#### Record list

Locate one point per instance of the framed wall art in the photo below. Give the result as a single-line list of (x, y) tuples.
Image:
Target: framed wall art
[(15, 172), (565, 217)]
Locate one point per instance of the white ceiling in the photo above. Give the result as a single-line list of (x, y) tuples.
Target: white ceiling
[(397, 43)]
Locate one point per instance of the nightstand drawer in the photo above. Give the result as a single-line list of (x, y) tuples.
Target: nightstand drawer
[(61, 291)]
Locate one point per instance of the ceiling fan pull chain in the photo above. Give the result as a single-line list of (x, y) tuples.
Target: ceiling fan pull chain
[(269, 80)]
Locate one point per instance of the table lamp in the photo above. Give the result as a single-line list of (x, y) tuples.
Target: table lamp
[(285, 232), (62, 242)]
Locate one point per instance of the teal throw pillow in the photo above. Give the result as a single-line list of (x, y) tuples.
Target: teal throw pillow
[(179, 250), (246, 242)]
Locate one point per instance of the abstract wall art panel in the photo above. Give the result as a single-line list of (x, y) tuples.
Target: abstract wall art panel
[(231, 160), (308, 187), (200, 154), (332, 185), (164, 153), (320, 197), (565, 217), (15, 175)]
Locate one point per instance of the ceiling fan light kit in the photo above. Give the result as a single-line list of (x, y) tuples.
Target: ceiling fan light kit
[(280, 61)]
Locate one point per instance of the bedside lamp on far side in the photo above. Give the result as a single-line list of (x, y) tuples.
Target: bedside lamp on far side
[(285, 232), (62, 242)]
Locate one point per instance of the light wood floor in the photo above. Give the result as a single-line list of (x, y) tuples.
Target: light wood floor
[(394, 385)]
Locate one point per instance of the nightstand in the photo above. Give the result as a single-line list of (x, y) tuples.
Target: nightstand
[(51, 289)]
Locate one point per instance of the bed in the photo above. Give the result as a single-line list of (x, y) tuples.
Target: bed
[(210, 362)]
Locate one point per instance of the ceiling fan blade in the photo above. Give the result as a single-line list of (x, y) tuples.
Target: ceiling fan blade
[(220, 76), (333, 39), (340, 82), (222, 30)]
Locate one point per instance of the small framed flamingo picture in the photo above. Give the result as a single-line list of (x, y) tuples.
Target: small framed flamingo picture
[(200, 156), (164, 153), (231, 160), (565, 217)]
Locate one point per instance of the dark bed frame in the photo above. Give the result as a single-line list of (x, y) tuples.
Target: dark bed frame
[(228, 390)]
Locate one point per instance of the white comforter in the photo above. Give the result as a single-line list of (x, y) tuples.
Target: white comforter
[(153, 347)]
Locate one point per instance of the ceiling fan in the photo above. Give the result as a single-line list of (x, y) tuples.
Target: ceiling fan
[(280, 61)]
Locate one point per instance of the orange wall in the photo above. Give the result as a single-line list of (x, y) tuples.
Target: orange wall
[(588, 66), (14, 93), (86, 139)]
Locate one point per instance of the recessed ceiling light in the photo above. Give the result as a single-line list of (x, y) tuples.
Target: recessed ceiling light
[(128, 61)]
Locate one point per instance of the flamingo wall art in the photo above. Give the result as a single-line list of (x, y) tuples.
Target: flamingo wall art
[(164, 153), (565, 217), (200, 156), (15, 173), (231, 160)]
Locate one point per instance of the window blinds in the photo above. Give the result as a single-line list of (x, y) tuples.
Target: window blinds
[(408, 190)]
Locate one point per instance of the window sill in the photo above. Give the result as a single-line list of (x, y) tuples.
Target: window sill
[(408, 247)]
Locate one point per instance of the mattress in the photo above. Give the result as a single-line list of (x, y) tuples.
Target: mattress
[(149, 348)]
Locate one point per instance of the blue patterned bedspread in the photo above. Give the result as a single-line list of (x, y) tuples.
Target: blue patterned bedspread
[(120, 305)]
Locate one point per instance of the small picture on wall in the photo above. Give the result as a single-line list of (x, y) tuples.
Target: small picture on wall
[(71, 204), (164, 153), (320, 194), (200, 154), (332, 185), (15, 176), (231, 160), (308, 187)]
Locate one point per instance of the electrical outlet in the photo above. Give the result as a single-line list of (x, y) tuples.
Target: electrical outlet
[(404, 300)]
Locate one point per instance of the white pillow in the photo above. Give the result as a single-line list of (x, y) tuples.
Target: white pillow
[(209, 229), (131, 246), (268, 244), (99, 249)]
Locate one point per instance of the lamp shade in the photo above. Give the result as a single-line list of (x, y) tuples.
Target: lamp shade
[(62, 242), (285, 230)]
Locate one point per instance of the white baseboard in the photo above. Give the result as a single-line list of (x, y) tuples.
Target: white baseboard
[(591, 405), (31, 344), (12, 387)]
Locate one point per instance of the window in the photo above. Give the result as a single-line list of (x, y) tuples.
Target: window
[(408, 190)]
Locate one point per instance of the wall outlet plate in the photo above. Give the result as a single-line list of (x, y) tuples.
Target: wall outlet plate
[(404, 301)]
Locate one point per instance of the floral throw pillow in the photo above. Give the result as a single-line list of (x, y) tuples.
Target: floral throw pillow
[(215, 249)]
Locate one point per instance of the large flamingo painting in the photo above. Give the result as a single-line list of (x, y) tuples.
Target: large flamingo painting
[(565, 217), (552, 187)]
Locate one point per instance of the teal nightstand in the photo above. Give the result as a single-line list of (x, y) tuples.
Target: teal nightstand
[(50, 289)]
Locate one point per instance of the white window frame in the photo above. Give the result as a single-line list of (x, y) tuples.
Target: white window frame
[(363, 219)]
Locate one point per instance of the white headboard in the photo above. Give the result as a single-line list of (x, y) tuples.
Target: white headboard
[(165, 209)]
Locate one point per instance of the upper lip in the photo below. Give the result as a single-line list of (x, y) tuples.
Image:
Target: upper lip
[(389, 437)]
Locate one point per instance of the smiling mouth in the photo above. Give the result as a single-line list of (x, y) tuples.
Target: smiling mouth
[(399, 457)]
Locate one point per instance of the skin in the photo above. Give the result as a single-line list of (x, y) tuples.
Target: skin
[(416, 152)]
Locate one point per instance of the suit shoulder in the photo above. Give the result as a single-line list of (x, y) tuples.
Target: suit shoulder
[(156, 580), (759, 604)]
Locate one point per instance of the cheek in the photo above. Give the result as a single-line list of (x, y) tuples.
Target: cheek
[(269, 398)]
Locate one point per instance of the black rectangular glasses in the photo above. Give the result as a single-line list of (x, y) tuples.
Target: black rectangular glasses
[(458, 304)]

########
#### Record list

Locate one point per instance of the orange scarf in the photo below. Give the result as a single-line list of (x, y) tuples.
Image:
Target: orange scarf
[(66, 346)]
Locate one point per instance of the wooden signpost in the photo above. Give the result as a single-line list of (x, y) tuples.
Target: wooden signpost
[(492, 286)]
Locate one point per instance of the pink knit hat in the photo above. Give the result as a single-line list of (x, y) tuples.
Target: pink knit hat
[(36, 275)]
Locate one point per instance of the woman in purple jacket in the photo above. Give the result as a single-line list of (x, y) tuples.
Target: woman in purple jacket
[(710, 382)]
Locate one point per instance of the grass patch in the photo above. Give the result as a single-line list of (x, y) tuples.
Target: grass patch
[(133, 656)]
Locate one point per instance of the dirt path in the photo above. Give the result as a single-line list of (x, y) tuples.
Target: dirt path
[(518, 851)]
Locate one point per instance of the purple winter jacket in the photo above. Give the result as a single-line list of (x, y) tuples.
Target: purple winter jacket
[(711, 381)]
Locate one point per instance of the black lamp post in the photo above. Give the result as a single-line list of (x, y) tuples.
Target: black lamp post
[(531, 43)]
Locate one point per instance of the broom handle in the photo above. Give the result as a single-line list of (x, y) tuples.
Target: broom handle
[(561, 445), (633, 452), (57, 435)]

########
#### Record list

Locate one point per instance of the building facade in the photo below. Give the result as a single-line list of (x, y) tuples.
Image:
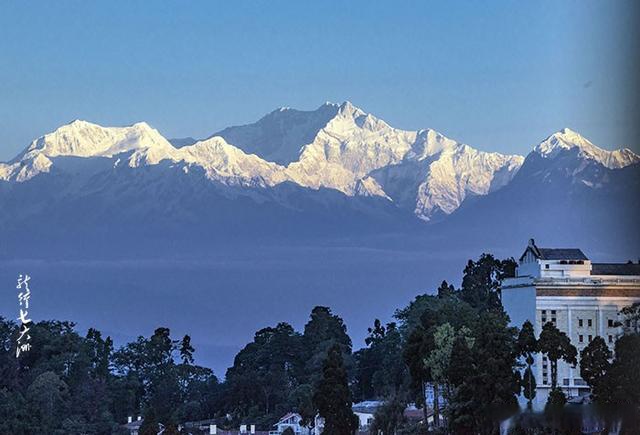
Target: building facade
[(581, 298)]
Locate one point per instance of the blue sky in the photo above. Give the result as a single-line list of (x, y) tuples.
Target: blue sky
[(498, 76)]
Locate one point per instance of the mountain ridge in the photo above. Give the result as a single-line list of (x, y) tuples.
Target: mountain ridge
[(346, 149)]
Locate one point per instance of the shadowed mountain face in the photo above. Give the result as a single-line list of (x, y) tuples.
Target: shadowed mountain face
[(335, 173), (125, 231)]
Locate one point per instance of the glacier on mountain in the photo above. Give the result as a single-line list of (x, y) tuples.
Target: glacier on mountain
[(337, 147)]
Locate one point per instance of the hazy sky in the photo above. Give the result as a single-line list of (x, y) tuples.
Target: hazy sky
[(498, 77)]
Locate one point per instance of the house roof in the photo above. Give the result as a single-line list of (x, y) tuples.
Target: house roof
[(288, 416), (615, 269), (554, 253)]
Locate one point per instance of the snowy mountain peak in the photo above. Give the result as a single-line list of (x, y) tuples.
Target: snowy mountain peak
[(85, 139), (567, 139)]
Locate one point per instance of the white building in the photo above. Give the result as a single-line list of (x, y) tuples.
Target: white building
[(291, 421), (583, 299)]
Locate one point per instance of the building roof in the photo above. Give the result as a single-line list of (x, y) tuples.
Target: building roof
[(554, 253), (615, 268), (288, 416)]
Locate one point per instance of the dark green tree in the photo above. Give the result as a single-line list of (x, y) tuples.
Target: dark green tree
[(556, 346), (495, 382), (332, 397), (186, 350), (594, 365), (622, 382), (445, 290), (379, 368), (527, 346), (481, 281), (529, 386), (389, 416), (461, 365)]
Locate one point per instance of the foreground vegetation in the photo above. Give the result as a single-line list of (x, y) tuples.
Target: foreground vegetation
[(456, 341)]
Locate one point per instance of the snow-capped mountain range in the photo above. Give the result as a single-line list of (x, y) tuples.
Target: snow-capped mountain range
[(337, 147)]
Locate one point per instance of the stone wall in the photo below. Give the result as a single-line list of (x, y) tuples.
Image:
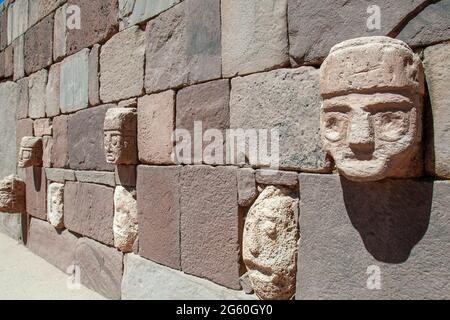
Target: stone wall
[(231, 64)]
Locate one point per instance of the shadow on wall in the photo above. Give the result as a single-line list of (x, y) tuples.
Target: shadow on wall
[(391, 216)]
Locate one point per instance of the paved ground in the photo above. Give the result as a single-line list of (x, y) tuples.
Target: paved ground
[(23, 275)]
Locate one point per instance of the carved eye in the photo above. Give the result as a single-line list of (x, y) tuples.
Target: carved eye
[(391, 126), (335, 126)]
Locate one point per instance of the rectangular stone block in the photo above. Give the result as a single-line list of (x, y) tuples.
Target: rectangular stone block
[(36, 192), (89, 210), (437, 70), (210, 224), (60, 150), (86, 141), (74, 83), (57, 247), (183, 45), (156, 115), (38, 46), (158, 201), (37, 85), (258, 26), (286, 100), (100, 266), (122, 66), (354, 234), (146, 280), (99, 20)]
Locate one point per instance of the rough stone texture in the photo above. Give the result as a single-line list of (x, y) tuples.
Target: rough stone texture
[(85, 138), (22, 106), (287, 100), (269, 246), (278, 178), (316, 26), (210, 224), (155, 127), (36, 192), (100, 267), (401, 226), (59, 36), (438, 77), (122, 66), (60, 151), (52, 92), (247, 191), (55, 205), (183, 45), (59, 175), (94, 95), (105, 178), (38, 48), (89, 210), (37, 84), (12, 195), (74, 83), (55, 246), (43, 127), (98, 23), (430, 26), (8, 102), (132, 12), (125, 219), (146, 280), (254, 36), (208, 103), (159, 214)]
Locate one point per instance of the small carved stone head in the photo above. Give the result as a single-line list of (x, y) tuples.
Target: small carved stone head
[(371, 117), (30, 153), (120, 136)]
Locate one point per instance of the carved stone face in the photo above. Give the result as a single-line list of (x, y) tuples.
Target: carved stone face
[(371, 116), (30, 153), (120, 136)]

########

Give the records from the line with "Locate one point per instance of the purple" up to and including the line with "[(711, 381)]" as a two-column CSV with the headers input and output. Use one row per record, with the record's text under input and its answer under output, each in a single quoted field with line breaks replaced by spaces.

input,output
"Locate one point per instance of the purple winter jacket in the photo above. Give the result as a single-line list of (x, y) tuples. Target: purple winter jacket","[(711, 381)]"